◆ **What the task asks**
Retype exactly the lines from the line with "row of terraced" to the end of the data, keeping both boundary lines.

** start of Available data **

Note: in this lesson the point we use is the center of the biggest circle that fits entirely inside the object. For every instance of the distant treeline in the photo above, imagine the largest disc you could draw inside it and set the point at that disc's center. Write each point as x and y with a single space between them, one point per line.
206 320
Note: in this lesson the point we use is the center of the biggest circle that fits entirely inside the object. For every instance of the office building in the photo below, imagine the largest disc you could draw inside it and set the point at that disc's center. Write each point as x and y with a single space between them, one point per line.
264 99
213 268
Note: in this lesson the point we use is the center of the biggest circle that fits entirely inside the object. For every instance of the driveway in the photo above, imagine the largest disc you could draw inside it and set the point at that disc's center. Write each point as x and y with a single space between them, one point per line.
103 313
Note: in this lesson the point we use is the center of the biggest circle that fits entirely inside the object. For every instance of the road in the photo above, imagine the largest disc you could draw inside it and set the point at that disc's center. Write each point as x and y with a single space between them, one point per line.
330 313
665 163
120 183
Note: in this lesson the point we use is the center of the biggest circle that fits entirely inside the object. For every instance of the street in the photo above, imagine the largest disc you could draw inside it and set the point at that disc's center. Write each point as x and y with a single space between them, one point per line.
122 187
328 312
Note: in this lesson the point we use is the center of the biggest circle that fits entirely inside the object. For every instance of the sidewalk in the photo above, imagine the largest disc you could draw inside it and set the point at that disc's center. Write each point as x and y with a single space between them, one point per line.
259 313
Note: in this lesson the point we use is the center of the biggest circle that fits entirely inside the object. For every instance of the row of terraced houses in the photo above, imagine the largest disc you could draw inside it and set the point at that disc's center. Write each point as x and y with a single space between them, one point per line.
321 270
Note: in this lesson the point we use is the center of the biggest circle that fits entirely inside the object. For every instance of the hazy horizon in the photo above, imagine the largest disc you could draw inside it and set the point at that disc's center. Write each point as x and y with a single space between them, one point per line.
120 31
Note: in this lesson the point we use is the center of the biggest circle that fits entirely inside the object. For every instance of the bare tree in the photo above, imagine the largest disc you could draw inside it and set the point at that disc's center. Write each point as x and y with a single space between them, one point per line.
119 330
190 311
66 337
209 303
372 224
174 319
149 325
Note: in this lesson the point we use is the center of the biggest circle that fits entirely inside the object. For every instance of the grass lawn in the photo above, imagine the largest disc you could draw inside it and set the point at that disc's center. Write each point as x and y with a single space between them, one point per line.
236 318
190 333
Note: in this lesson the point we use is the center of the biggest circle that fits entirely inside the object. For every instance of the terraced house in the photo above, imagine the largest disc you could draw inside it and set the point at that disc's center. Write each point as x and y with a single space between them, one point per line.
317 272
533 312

** end of Available data **

◆ **Exercise result**
Note: in this lesson the point we use is the center of the biggest circle that fits entirely inside the object. For every instance of the row of terraced houses in the photo above, imagine the largest disc you could draw inside it and set the point at that disc's center. Write each point as x and y with a single space between them, one point per line.
321 270
Note: in this lesson the point we use is the center of the biggest circle that fits entirely inside the object. For every instance of the hazy horizon in the photo above, imagine the largest disc you could draw inside it and set the point at that disc's center. Write each point as x and y with a single space between them, one point per line.
120 31
Note: in this lesson the point we use is the center of the biggest circle that fits entirely inside the object. For every instance of the bare tree in the photo above, imagine the largest disc you could draw inside it and set the point at that disc's center. Write each point as x and y with a single space between them, one point per line.
119 330
190 311
66 337
209 303
372 224
174 319
149 325
Note: in this lesson the point we use is the center of the biggest circle that fits entirely inside the object. For every instance of the grass lawn in the photo above, imagine the largest disc you could draw inside it and set the point at that disc's center. Write each point as x and y with a single space between them, one point per line.
236 318
190 333
Note: in this lesson the point we use is the center of the biggest circle that fits entirely inside the object. For every instance of the terraced house in the photo above, imagine the largest disc you could draw inside it and set the point at that disc's center. Write each point as x and y with a single space between them, one point per line.
317 272
533 312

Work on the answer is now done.